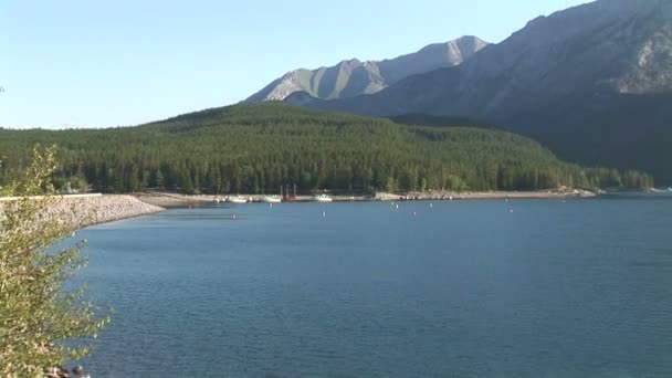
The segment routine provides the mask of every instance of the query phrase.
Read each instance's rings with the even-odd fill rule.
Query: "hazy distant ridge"
[[[300,69],[273,81],[245,102],[285,99],[296,92],[323,99],[374,94],[410,75],[460,64],[485,46],[487,42],[476,36],[462,36],[391,60],[351,59],[329,67]]]

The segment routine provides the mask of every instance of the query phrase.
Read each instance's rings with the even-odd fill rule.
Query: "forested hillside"
[[[414,118],[422,119],[403,120]],[[0,129],[0,183],[25,167],[35,144],[57,144],[59,181],[104,192],[270,193],[292,183],[301,192],[652,186],[643,174],[561,162],[522,136],[445,126],[453,127],[400,125],[272,102],[137,127]]]

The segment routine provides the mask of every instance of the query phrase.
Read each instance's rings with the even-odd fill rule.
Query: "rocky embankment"
[[[0,201],[0,217],[11,207],[11,200]],[[50,199],[43,217],[44,219],[59,219],[72,224],[73,228],[83,228],[164,210],[161,207],[145,203],[133,196],[65,196]]]

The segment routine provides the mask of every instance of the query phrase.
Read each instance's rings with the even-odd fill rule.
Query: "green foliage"
[[[213,108],[139,127],[0,130],[7,161],[0,182],[25,167],[34,143],[57,143],[60,175],[83,177],[104,192],[272,193],[293,183],[300,192],[651,186],[643,174],[626,180],[622,172],[564,164],[539,144],[496,129],[400,125],[285,103]]]
[[[63,290],[85,260],[83,242],[50,250],[73,228],[67,217],[48,211],[57,200],[51,181],[56,169],[55,149],[35,148],[32,164],[0,190],[19,197],[0,202],[0,377],[41,376],[83,357],[86,346],[59,342],[94,335],[108,321],[96,317],[83,288]]]

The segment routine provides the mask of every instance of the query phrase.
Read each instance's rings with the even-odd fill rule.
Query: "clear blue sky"
[[[0,126],[136,125],[237,103],[296,67],[498,42],[581,0],[2,0]]]

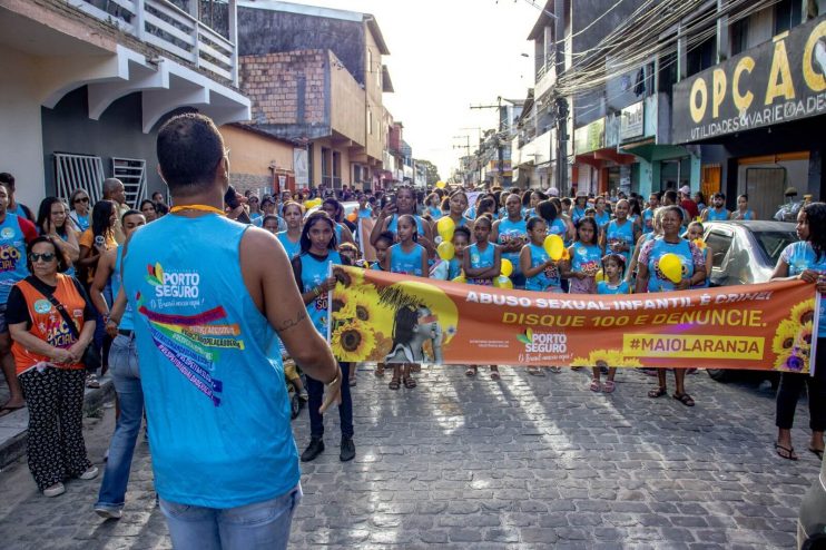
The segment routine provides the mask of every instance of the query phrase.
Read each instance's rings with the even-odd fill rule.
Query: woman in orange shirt
[[[7,320],[17,377],[29,407],[29,470],[46,497],[70,478],[94,479],[83,442],[83,352],[95,312],[51,237],[28,246],[29,275],[9,293]]]

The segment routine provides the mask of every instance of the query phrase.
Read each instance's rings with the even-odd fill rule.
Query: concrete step
[[[87,387],[83,394],[83,414],[96,414],[104,403],[115,399],[115,385],[107,374],[98,379],[100,387]],[[26,454],[29,410],[20,409],[0,416],[0,468]]]

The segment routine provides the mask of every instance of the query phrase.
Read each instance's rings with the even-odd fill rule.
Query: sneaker
[[[105,520],[119,520],[124,515],[124,511],[119,508],[108,508],[102,505],[95,507],[95,513]]]
[[[100,387],[100,381],[98,380],[98,375],[94,372],[90,372],[86,375],[86,387],[91,389],[98,389]]]
[[[63,494],[65,492],[66,488],[62,483],[55,483],[53,485],[43,489],[43,497],[57,497],[59,494]]]
[[[311,462],[324,452],[324,441],[321,438],[312,438],[309,444],[302,453],[302,462]]]
[[[342,462],[355,459],[355,443],[353,443],[353,438],[342,435],[342,452],[338,455],[338,459]]]
[[[81,480],[94,480],[98,477],[98,466],[89,466],[83,473],[78,475]]]

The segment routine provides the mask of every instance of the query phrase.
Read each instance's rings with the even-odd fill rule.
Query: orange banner
[[[600,296],[335,267],[340,361],[808,372],[819,296],[803,282]]]

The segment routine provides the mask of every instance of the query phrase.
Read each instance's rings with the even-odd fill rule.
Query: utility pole
[[[508,101],[505,99],[505,101]],[[510,102],[510,101],[508,101]],[[496,109],[496,117],[499,118],[499,124],[496,125],[496,136],[494,137],[495,146],[496,146],[496,167],[499,171],[499,180],[500,183],[504,183],[504,149],[502,147],[502,96],[499,96],[496,98],[496,105],[471,105],[471,109]],[[481,149],[480,149],[481,151]],[[480,158],[481,160],[481,158]]]
[[[470,135],[465,134],[464,136],[453,136],[453,139],[464,139],[465,145],[454,145],[454,149],[464,149],[465,157],[471,156],[471,137]],[[468,173],[465,171],[463,176],[464,183],[468,183]]]
[[[566,20],[568,17],[564,12],[564,0],[553,0],[553,14],[557,16],[553,21],[557,81],[559,81],[562,72],[566,70],[566,58],[562,47],[564,46]],[[557,143],[559,146],[557,148],[557,188],[560,193],[564,193],[568,189],[568,99],[557,96],[554,104],[557,111]]]

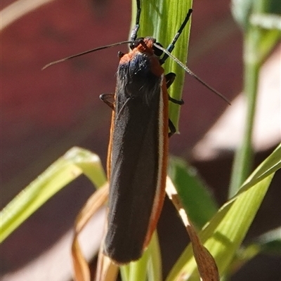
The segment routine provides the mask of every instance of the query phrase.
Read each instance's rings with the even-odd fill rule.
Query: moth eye
[[[140,42],[143,41],[143,39],[144,39],[143,37],[139,37],[139,38],[137,38],[134,41],[131,43],[131,44],[130,44],[131,50],[133,50],[135,48],[136,48],[140,44]]]
[[[160,44],[160,43],[156,42],[155,43],[156,45],[159,46],[160,47],[163,47],[162,45]],[[163,51],[159,49],[156,46],[153,45],[153,51],[154,51],[154,53],[155,54],[155,55],[157,55],[157,57],[160,57],[162,54],[163,54]]]

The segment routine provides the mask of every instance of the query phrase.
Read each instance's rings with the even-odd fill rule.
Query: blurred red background
[[[2,1],[1,8],[13,2]],[[188,66],[232,100],[242,85],[242,43],[230,3],[195,1],[193,9]],[[72,146],[97,153],[105,166],[111,112],[98,97],[114,91],[117,53],[126,52],[126,46],[77,58],[43,72],[41,68],[72,54],[126,40],[130,21],[129,0],[57,0],[20,17],[1,31],[1,207]],[[232,152],[214,162],[202,162],[192,159],[192,149],[228,105],[190,77],[186,77],[183,99],[181,135],[172,138],[171,152],[193,161],[222,203],[226,197]],[[216,189],[217,186],[221,189]],[[26,266],[51,247],[71,228],[92,192],[88,181],[80,178],[21,226],[1,246],[2,274]],[[167,205],[160,226],[176,217]],[[181,222],[176,223],[174,234],[178,228],[183,235]],[[276,223],[272,224],[270,227]],[[163,243],[169,237],[163,237]],[[176,257],[185,242],[183,239],[173,250]],[[276,267],[279,261],[273,259],[268,262]],[[250,280],[239,278],[233,280]]]

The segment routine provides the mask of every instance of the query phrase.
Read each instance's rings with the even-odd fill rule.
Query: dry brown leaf
[[[201,280],[218,281],[219,275],[216,261],[209,251],[201,243],[195,228],[189,221],[188,216],[181,204],[176,188],[169,177],[166,179],[166,192],[178,210],[188,233]]]
[[[72,246],[72,262],[75,281],[91,281],[89,265],[78,241],[78,235],[82,231],[93,215],[105,203],[108,197],[109,185],[106,183],[96,191],[87,200],[74,223],[74,233]]]

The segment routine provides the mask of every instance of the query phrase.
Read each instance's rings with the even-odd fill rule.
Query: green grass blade
[[[135,25],[136,1],[133,0],[132,27]],[[138,36],[150,36],[156,38],[164,48],[171,42],[183,22],[192,0],[143,0],[140,1],[141,15]],[[172,53],[183,64],[186,64],[191,18],[176,44]],[[182,96],[185,71],[172,59],[168,58],[163,65],[165,73],[176,74],[175,82],[169,89],[171,97],[181,100]],[[170,103],[169,117],[178,129],[181,106]]]
[[[214,257],[221,275],[227,273],[274,173],[281,168],[280,148],[278,146],[255,170],[239,193],[219,209],[200,233],[201,241]],[[183,276],[186,276],[186,278],[183,279]],[[183,280],[199,280],[190,245],[181,256],[166,279],[167,281]]]
[[[0,242],[67,183],[84,174],[97,187],[106,181],[99,157],[73,148],[27,185],[0,213]]]
[[[218,209],[196,170],[179,158],[170,157],[169,175],[191,221],[201,229]]]

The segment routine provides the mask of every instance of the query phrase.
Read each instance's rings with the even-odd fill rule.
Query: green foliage
[[[135,1],[133,3],[135,4]],[[281,254],[280,228],[261,235],[247,246],[241,246],[274,174],[281,168],[280,145],[249,176],[259,68],[280,37],[277,25],[274,27],[273,25],[273,29],[271,29],[268,27],[272,27],[272,24],[264,25],[263,20],[257,20],[256,17],[256,20],[253,18],[255,19],[258,14],[264,16],[266,13],[277,11],[280,14],[276,3],[274,1],[233,1],[233,13],[245,32],[244,91],[249,106],[245,137],[242,149],[235,157],[229,200],[218,209],[206,183],[195,170],[183,160],[172,158],[170,161],[169,176],[186,212],[198,229],[201,229],[199,233],[200,240],[215,258],[221,275],[229,275],[259,253]],[[153,36],[164,46],[167,46],[191,5],[191,1],[142,1],[138,35]],[[133,19],[135,18],[135,11],[133,9]],[[273,21],[273,18],[270,18]],[[173,51],[173,54],[183,63],[187,59],[190,24]],[[165,69],[177,74],[176,81],[169,92],[171,96],[179,100],[184,72],[171,60],[165,63]],[[178,120],[179,108],[176,105],[171,105],[170,108],[170,117],[176,124]],[[86,175],[97,188],[106,181],[98,156],[87,150],[74,148],[26,187],[1,211],[1,242],[51,197],[81,174]],[[161,255],[156,234],[143,256],[136,262],[122,266],[121,273],[122,279],[126,281],[162,280]],[[183,276],[186,278],[183,279]],[[180,280],[199,280],[190,245],[184,250],[166,279],[167,281]]]

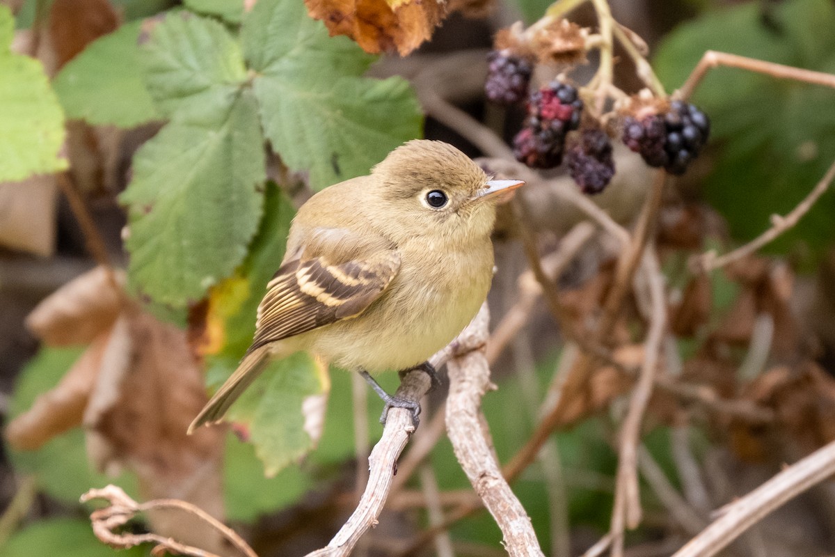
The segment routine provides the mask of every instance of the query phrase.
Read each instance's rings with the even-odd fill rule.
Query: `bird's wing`
[[[341,262],[333,261],[336,254],[313,256],[306,251],[282,265],[267,285],[247,353],[273,341],[358,316],[400,269],[400,254],[393,249],[360,250],[361,256]]]

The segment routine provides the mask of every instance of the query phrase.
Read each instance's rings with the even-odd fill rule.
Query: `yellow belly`
[[[312,351],[342,367],[369,372],[425,362],[455,338],[484,301],[493,275],[492,245],[486,249],[488,257],[471,250],[454,258],[457,265],[437,261],[428,271],[404,261],[379,300],[359,316],[321,329]]]

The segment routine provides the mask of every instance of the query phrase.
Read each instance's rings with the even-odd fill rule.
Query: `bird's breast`
[[[343,367],[374,372],[413,367],[448,344],[487,296],[493,246],[419,247],[402,251],[400,271],[383,295],[359,316],[328,327],[314,350]]]

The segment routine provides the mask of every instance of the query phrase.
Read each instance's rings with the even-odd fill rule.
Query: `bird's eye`
[[[447,195],[440,190],[433,190],[426,195],[426,202],[429,204],[430,207],[434,207],[435,209],[440,209],[447,205],[447,201],[448,200]]]

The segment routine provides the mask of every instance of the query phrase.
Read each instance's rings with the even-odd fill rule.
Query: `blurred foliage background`
[[[835,4],[827,0],[610,3],[615,18],[647,41],[668,91],[684,83],[709,49],[835,73]],[[485,102],[478,85],[484,57],[497,30],[519,19],[532,23],[549,5],[498,0],[486,17],[453,15],[431,41],[401,58],[368,54],[345,37],[328,37],[297,0],[258,0],[246,13],[243,0],[3,2],[3,423],[37,408],[50,389],[55,394],[41,399],[34,424],[24,424],[28,429],[6,431],[13,442],[4,439],[0,454],[0,553],[115,553],[94,539],[89,507],[78,503],[87,489],[107,483],[134,497],[202,502],[263,557],[301,555],[325,545],[352,509],[362,478],[357,453],[364,449],[355,442],[355,420],[367,416],[359,427],[373,443],[381,433],[382,402],[362,402],[348,373],[329,373],[300,355],[274,364],[275,372],[266,373],[235,407],[231,427],[188,440],[183,433],[201,404],[204,375],[205,385],[216,387],[248,346],[294,207],[306,196],[367,173],[409,139],[440,139],[473,157],[487,154],[455,129],[431,116],[424,120],[416,76],[443,67],[440,79],[460,80],[449,101],[505,141],[513,137],[523,114]],[[594,22],[586,9],[572,18]],[[629,63],[618,68],[615,83],[635,92]],[[572,75],[582,81],[590,73]],[[699,315],[676,314],[680,319],[673,319],[666,357],[692,364],[681,372],[692,382],[729,400],[766,407],[780,420],[773,427],[740,423],[696,403],[655,401],[642,438],[650,460],[706,524],[711,509],[833,437],[828,418],[835,408],[829,375],[835,365],[835,194],[826,194],[797,226],[769,245],[767,257],[712,275],[704,286],[707,294],[693,286],[686,261],[702,249],[751,240],[768,226],[771,215],[784,214],[807,195],[835,154],[835,92],[720,68],[693,102],[710,114],[713,134],[708,153],[666,200],[659,243],[668,285],[678,296],[676,301],[671,295],[671,306],[695,307]],[[547,177],[559,180],[561,173]],[[623,184],[613,185],[618,192],[595,201],[628,224],[645,192],[645,176],[625,176]],[[89,207],[101,246],[90,246],[84,224],[76,220],[72,205],[78,200]],[[554,203],[544,203],[534,223],[546,251],[578,220],[564,207],[551,210]],[[595,303],[595,281],[610,274],[606,261],[612,254],[605,246],[592,251],[578,257],[559,282],[580,316]],[[518,296],[516,279],[526,267],[520,253],[513,227],[500,227],[499,271],[489,300],[493,323]],[[126,278],[97,282],[85,275],[103,257],[125,268]],[[78,290],[67,290],[78,276]],[[108,305],[113,281],[124,281],[139,301],[134,309]],[[781,287],[788,294],[782,296]],[[28,322],[42,343],[24,318],[55,291],[48,322],[33,327],[32,317]],[[772,318],[768,363],[752,377],[740,377],[762,314]],[[56,327],[73,334],[62,336]],[[484,413],[500,462],[534,430],[564,346],[547,311],[536,308],[497,360],[498,388],[485,398]],[[171,347],[195,361],[181,366],[170,360]],[[114,357],[119,349],[132,356]],[[137,363],[139,352],[150,363]],[[154,354],[161,356],[154,360]],[[154,362],[156,375],[149,371]],[[96,378],[91,370],[105,364],[117,375]],[[75,382],[66,378],[69,369]],[[778,377],[784,369],[789,371]],[[119,391],[131,374],[131,385],[155,390]],[[397,382],[393,373],[381,377],[392,391]],[[514,484],[549,554],[580,554],[609,528],[614,440],[625,403],[622,390],[610,391],[605,404],[555,433],[538,463]],[[443,397],[430,397],[425,423]],[[149,414],[155,421],[144,422]],[[321,422],[318,429],[307,428],[311,416]],[[208,471],[201,466],[206,463]],[[703,507],[694,495],[699,486],[682,477],[688,463],[710,488]],[[445,438],[424,469],[446,494],[445,506],[471,500],[469,483]],[[370,534],[362,549],[368,554],[399,554],[426,527],[426,480],[415,476]],[[164,481],[154,485],[160,477]],[[650,484],[642,484],[644,524],[630,533],[627,544],[634,557],[671,554],[693,534],[671,519],[657,480]],[[777,531],[763,523],[728,554],[835,551],[835,507],[822,491],[775,515],[782,521]],[[143,531],[154,521],[134,527]],[[176,529],[164,519],[160,524]],[[484,513],[455,524],[449,536],[455,554],[504,554],[500,533]],[[426,554],[433,551],[433,545],[424,549]]]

__SET EXERCISE__: Pick out every line above that contains the word "orange", and copy each one in full.

__EXERCISE SOLUTION__:
Query: woman in orange shirt
Query: orange banner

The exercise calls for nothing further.